:: Data provided ::
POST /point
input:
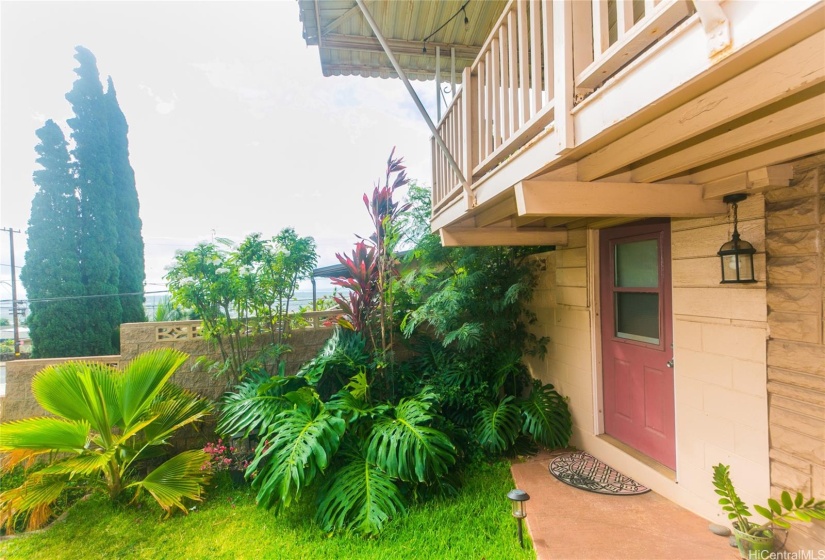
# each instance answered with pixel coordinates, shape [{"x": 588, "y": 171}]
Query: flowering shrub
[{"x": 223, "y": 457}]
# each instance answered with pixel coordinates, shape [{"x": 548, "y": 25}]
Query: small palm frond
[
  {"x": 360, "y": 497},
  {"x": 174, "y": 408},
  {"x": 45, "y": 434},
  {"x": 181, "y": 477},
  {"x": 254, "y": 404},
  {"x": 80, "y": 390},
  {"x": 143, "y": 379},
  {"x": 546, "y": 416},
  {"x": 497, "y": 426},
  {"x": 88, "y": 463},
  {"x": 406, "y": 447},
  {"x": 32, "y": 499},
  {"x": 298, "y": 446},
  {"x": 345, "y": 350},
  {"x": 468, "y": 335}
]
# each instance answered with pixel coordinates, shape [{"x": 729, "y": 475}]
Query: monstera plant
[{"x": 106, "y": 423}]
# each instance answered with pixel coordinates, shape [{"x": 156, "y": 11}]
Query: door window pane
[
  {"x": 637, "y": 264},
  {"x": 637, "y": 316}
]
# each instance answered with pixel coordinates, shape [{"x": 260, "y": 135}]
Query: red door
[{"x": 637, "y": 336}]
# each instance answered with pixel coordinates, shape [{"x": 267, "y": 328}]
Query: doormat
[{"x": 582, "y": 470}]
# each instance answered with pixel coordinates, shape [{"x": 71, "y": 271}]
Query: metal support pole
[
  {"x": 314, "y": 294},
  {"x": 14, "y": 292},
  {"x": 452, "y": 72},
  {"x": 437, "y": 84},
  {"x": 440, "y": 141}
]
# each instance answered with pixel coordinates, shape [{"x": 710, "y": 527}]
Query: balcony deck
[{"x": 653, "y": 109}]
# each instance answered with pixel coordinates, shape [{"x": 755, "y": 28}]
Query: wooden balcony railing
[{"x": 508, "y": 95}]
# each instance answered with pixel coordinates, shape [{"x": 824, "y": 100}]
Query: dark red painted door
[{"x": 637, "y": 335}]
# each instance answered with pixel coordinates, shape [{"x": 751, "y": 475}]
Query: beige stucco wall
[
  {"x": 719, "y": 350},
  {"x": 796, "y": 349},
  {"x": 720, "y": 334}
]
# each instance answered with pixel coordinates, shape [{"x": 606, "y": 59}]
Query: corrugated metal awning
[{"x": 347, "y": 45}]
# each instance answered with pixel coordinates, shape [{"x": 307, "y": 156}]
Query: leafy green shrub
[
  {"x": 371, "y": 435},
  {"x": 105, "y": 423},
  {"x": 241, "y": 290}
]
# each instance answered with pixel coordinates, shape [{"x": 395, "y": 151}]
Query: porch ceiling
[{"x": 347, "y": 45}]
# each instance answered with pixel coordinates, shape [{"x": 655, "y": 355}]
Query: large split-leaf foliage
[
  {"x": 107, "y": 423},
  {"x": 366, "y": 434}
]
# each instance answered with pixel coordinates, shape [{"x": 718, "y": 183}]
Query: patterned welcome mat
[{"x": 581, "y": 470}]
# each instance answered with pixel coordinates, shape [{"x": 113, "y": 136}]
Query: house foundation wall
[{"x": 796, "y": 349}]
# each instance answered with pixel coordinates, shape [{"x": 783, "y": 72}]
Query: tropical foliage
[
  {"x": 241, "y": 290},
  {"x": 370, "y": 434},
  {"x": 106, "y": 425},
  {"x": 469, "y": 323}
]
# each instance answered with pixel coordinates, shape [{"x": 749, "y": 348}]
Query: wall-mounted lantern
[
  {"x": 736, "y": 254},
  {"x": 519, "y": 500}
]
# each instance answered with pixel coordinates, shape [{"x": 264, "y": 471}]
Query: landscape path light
:::
Restate each entry word for word, leaving out any pictures.

The reply:
POST /point
input:
# each instance answered with pixel coordinates, shape [{"x": 588, "y": 171}]
Query: flowering shrub
[{"x": 223, "y": 457}]
# each instance answered with pixel coordinates, shape [{"x": 548, "y": 25}]
Query: small palm frond
[
  {"x": 360, "y": 497},
  {"x": 174, "y": 408},
  {"x": 45, "y": 434},
  {"x": 181, "y": 477},
  {"x": 254, "y": 404},
  {"x": 80, "y": 390},
  {"x": 143, "y": 379},
  {"x": 546, "y": 416},
  {"x": 497, "y": 426},
  {"x": 88, "y": 463},
  {"x": 406, "y": 447},
  {"x": 32, "y": 499},
  {"x": 298, "y": 446},
  {"x": 345, "y": 350},
  {"x": 468, "y": 335}
]
# each instance answered with pixel coordinates, shape [{"x": 729, "y": 475}]
Query: monstera plant
[{"x": 106, "y": 423}]
# each instance answered with pixel coordinates, shape [{"x": 156, "y": 11}]
Query: door window pane
[
  {"x": 637, "y": 264},
  {"x": 637, "y": 316}
]
# each instance answered with pixel coordinates, shape [{"x": 260, "y": 135}]
Query: red door
[{"x": 637, "y": 336}]
# each instance answered with pixel coordinates, shape [{"x": 267, "y": 328}]
Query: doormat
[{"x": 582, "y": 470}]
# each instance answered with pixel coordinates, shape [{"x": 71, "y": 271}]
Query: metal support pole
[
  {"x": 314, "y": 294},
  {"x": 14, "y": 292},
  {"x": 452, "y": 72},
  {"x": 437, "y": 84},
  {"x": 440, "y": 141}
]
# each instance answered with pixel coordinates, shape [{"x": 710, "y": 527}]
Query: balcony deck
[{"x": 653, "y": 109}]
# each instance answered with pixel coordinates, shape [{"x": 755, "y": 28}]
Query: wooden balcony railing
[{"x": 508, "y": 95}]
# each instance answered with pixel coordinates, shape [{"x": 824, "y": 100}]
Query: dark red painted door
[{"x": 637, "y": 335}]
# each instance answered with pixel coordinates, shape [{"x": 751, "y": 475}]
Query: beige stucco wall
[
  {"x": 719, "y": 350},
  {"x": 796, "y": 349},
  {"x": 720, "y": 334}
]
# each instance answered with pixel coordinates, shape [{"x": 606, "y": 59}]
Query: corrugated metal awning
[{"x": 347, "y": 45}]
# each instance answered with pixel coordinates, shape [{"x": 307, "y": 156}]
Query: leafy green shrub
[
  {"x": 371, "y": 435},
  {"x": 105, "y": 423},
  {"x": 241, "y": 290}
]
# each instance answered with pixel coordinates, shape [{"x": 395, "y": 151}]
Query: porch ceiling
[{"x": 347, "y": 45}]
# each instance answered with pixel coordinates, shape [{"x": 655, "y": 355}]
Query: large split-leaf foliage
[
  {"x": 107, "y": 423},
  {"x": 366, "y": 434}
]
# each instance answered with pixel coordinates, shape [{"x": 718, "y": 183}]
Query: patterned welcome mat
[{"x": 581, "y": 470}]
# each instance answered with pixel coordinates, shape [{"x": 113, "y": 136}]
Query: house foundation wall
[{"x": 796, "y": 349}]
# each instance answered with pixel coordinates, shape [{"x": 783, "y": 72}]
Query: tropical foliage
[
  {"x": 241, "y": 290},
  {"x": 370, "y": 434},
  {"x": 106, "y": 425},
  {"x": 469, "y": 323}
]
# each instance answered with pixel coordinates, shape [{"x": 749, "y": 348}]
Query: wall-mounted lantern
[
  {"x": 736, "y": 254},
  {"x": 519, "y": 500}
]
# each instance answered with pixel coordinates, shape [{"x": 264, "y": 471}]
Query: landscape path light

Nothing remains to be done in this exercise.